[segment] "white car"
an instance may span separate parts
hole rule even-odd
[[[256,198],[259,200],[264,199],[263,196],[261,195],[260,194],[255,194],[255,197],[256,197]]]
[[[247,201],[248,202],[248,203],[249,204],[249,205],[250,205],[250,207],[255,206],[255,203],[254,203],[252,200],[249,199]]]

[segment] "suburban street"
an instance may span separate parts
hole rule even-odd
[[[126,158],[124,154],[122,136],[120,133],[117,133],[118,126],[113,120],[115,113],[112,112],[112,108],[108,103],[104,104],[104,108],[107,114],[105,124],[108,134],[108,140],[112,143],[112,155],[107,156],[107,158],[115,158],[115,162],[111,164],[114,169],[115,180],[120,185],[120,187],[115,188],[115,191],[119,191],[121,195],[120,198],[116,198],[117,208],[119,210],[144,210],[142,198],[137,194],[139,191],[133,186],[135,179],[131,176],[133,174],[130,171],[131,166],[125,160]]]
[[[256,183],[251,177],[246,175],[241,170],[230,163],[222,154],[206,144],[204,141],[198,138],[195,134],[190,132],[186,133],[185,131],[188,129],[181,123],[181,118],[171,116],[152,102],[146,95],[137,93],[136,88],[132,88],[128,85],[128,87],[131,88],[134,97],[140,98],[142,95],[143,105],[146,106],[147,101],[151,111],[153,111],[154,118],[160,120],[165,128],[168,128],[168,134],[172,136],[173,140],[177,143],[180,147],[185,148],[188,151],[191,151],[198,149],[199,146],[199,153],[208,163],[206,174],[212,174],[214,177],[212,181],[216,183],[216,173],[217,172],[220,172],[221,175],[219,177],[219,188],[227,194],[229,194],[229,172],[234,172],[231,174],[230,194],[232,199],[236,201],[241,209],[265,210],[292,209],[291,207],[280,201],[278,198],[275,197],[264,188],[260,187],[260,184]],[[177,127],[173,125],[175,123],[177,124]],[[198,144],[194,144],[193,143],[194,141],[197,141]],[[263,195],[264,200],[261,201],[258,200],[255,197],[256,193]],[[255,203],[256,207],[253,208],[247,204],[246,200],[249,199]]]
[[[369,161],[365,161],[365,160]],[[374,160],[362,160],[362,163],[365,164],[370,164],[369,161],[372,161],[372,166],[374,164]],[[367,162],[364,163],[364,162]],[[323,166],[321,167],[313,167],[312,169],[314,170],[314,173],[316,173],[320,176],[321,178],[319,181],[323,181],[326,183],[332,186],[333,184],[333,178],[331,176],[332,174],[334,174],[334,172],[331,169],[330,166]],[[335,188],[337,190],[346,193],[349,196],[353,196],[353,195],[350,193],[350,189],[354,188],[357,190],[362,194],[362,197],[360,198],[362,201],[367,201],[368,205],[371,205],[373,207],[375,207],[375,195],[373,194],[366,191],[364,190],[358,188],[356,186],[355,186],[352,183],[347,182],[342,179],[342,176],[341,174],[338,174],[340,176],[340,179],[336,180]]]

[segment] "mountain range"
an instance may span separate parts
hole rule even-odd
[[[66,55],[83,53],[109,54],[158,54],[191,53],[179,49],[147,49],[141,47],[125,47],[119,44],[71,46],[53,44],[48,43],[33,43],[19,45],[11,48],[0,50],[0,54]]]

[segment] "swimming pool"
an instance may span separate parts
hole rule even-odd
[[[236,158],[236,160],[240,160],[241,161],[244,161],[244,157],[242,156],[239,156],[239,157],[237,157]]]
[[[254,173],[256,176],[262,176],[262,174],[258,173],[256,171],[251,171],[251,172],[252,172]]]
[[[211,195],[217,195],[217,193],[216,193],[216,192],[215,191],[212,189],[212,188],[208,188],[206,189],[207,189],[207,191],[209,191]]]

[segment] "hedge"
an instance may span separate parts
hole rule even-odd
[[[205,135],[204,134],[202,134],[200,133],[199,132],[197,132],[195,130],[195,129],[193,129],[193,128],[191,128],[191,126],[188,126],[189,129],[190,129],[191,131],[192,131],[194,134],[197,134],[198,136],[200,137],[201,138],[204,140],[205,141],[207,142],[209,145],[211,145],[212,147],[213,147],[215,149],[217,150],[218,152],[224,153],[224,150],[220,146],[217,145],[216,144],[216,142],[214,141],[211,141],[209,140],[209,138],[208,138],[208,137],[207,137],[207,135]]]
◇ ◇ ◇
* _WRITTEN PROBLEM_:
Transcribe each entry precisely, missing none.

* _SOLUTION TO THIS PROBLEM_:
[segment] "white car"
an instance may span separate parts
hole rule even-odd
[[[256,198],[259,200],[264,199],[263,196],[261,195],[260,194],[255,194],[255,197],[256,197]]]
[[[247,201],[248,202],[248,203],[249,204],[249,205],[250,205],[250,207],[255,206],[255,203],[254,203],[252,200],[249,199]]]

[segment] "suburban street"
an instance may span separate parts
hole rule even-odd
[[[126,158],[124,154],[122,136],[120,133],[117,133],[118,126],[113,120],[115,113],[112,112],[112,108],[108,103],[104,104],[104,108],[107,114],[105,124],[108,134],[108,140],[112,143],[112,155],[107,156],[107,158],[115,158],[115,162],[111,164],[114,169],[115,180],[120,185],[120,187],[115,188],[115,191],[119,191],[121,195],[120,198],[116,198],[117,208],[119,210],[144,210],[142,198],[137,194],[139,191],[133,186],[135,179],[131,176],[133,174],[130,171],[131,166],[125,160]]]
[[[256,183],[251,177],[246,175],[241,170],[230,163],[222,154],[206,144],[204,141],[198,138],[195,134],[190,132],[186,133],[185,131],[188,129],[181,123],[181,118],[171,116],[152,102],[146,95],[137,93],[136,88],[132,88],[128,85],[128,87],[131,88],[134,97],[140,98],[142,95],[143,105],[146,106],[147,101],[151,111],[153,111],[154,118],[160,120],[165,128],[168,128],[168,134],[172,136],[173,140],[177,143],[180,147],[185,148],[188,151],[191,151],[198,149],[199,146],[199,153],[208,163],[206,174],[212,174],[214,177],[212,181],[216,183],[216,173],[217,172],[220,172],[221,175],[219,177],[219,188],[227,194],[229,194],[229,172],[234,172],[231,174],[230,194],[232,199],[236,201],[241,209],[265,210],[292,209],[291,207],[280,201],[278,198],[275,197],[264,188],[260,187],[260,184]],[[177,127],[173,125],[175,123],[177,124]],[[198,144],[194,144],[193,143],[194,141],[197,141]],[[263,195],[264,200],[261,201],[258,200],[255,197],[256,193]],[[255,203],[256,207],[253,208],[247,204],[246,200],[249,199]]]
[[[369,161],[365,161],[365,160]],[[374,160],[362,160],[362,163],[365,164],[370,164],[369,161],[372,161],[372,166],[374,164]],[[367,162],[364,163],[364,162]],[[323,166],[321,167],[313,167],[312,169],[314,170],[314,173],[316,173],[320,176],[321,178],[319,181],[323,181],[326,183],[332,186],[333,184],[333,178],[331,176],[332,174],[334,174],[334,172],[331,169],[330,166]],[[335,188],[337,190],[346,193],[349,196],[353,196],[353,195],[350,193],[350,189],[354,188],[357,190],[362,194],[362,197],[360,198],[362,201],[367,201],[368,205],[371,205],[373,207],[375,207],[375,195],[373,194],[366,191],[364,190],[358,188],[356,186],[355,186],[352,183],[347,182],[342,179],[342,176],[341,174],[338,174],[340,176],[340,179],[336,180]]]

[segment] "mountain range"
an instance may span separate parts
hole rule even-odd
[[[66,55],[83,53],[109,54],[158,54],[191,53],[179,49],[147,49],[141,47],[125,47],[119,44],[71,46],[53,44],[48,43],[33,43],[19,45],[11,48],[0,50],[0,54]]]

[segment] "swimming pool"
an instance may span separate parts
hole rule even-odd
[[[236,158],[236,160],[240,160],[241,161],[244,161],[244,157],[242,156],[239,156],[239,157],[237,157]]]
[[[254,173],[256,176],[262,176],[262,174],[258,173],[256,171],[251,171],[251,172],[252,172]]]
[[[211,195],[217,195],[217,193],[216,193],[216,192],[215,191],[212,189],[212,188],[208,188],[206,189],[207,189],[207,191],[209,191]]]

[segment] "hedge"
an instance may span separate parts
hole rule even-odd
[[[205,135],[204,134],[202,134],[200,133],[199,132],[197,132],[195,130],[195,129],[193,129],[193,128],[191,128],[191,126],[188,126],[189,129],[190,129],[191,131],[192,131],[194,134],[197,134],[198,136],[200,137],[201,138],[204,140],[205,141],[207,142],[209,145],[211,145],[212,147],[213,147],[215,149],[217,150],[218,152],[224,153],[224,150],[220,146],[217,145],[216,144],[216,142],[214,141],[211,141],[209,140],[209,138],[208,138],[208,137],[207,137],[207,135]]]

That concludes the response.